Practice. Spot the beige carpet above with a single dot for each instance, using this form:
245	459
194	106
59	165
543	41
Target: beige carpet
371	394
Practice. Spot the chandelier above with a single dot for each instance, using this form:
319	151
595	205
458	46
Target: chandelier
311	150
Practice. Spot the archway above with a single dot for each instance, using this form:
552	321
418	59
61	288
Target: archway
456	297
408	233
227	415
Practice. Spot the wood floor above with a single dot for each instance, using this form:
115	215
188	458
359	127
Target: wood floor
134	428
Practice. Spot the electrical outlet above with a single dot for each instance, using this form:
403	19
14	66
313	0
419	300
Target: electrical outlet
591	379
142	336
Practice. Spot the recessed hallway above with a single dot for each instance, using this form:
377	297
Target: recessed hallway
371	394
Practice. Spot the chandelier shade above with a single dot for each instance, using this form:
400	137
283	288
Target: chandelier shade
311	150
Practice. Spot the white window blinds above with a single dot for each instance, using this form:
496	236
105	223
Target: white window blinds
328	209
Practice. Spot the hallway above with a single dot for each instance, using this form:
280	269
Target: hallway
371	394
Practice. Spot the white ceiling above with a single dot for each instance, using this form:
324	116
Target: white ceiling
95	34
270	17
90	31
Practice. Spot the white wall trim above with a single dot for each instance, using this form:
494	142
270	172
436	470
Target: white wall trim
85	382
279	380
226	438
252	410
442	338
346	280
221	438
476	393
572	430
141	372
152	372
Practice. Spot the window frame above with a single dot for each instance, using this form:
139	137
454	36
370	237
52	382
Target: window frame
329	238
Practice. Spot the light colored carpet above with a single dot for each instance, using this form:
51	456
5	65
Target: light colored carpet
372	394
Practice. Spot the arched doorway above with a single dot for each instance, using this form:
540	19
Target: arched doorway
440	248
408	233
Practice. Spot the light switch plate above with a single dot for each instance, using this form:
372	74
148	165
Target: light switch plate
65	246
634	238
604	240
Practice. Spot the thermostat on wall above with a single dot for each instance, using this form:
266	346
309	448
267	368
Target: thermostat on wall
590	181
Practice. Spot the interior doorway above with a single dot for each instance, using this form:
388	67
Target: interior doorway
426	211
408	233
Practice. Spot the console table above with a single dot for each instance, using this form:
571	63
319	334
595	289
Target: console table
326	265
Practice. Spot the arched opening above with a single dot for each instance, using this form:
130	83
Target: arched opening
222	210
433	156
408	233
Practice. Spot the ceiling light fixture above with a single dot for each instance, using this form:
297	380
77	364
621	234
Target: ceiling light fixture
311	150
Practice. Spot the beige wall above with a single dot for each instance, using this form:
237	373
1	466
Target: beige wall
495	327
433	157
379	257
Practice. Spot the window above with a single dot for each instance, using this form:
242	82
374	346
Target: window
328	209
____
**EXERCISE GOAL**
Write the data out again. Match it exactly.

**ANSWER TO THIS PROBLEM**
Practice. Spot the beige carpet above with a single dot for each instance, using this form:
245	459
194	106
59	165
543	41
Target: beige carpet
371	394
Practice. Spot the chandelier above with a single dot for each instance, using this form:
319	151
595	205
458	46
Target: chandelier
311	150
Practice. Spot the archway above with a single dot for each instance, using this form:
552	321
418	59
61	288
Target: archway
456	297
408	233
227	415
Practice. Spot the wood floor above with a single dot for each instance, using this form:
115	215
188	458
359	127
Target: wood floor
134	428
Practice. Spot the electrical outlet above with a single dot for each instance, using this form:
403	19
14	66
313	0
419	300
Target: electrical outlet
591	379
142	336
Practice. Spot the recessed hallway above with a single dot for each instance, using this form:
377	297
Target: recessed hallway
371	394
Practice. Spot the chandelier shade above with a single dot for each instance, using this form:
400	137
283	288
Target: chandelier shade
311	150
Practice. Spot the white window blinds above with a single dot for each instance, using this form:
496	236
105	223
Target: white window blinds
328	209
Practice. Spot the hallway above with a single dot for each instance, using this form:
280	269
Target: hallway
371	394
Practice. Spot the white ceiling above with a single dot for each instance, using this form:
324	116
Target: white ceiling
95	34
270	17
90	31
Practice. Spot the white wall trim above with a single dot for each instance, using this form:
494	142
270	172
436	470
Target: white wall trim
85	382
279	380
226	438
252	410
442	338
346	280
221	438
476	393
572	430
141	372
152	372
Practice. Spot the window frame above with a single dot for each instance, using this form:
139	137
454	36
370	237
52	382
Target: window frame
329	238
Practice. Spot the light colored carpet above with a single dot for each instance, using this form:
51	456
5	65
Target: light colored carpet
372	394
Practice. Spot the arched doorway above with a single dot for each instance, using this form:
540	19
Target: arched doorway
440	248
408	233
Practice. Spot the light switch plate above with a single dot for each instance, using this form:
372	74
148	165
Target: light switch plate
65	246
634	238
604	240
Practice. Spot the thermostat on wall above with a single dot for each instance, using this form:
266	346
309	448
267	368
Target: thermostat on wall
590	181
Practice. Spot the interior doorway above with a single dot for each instance, using this form:
388	67
Target: interior doorway
426	211
408	233
Practice. Spot the console table above with a single dot for each instance, using this form:
571	63
319	334
595	289
Target: console table
326	265
Practice. Spot the arched opening above with a single dot for each instance, using this form:
130	83
Target: arched opening
222	210
433	156
408	233
Practice. Spot the ceiling light fixture above with a single dot for each instance, using this form:
297	380
77	364
621	234
Target: ceiling light fixture
311	150
Practice. Spot the beige wall above with a single dot for each instance, using this form:
237	373
1	466
Target: beige wall
495	327
433	157
379	257
Practice. Spot the window above with a single dot for each instance, using this form:
242	82
374	346
Target: window
328	209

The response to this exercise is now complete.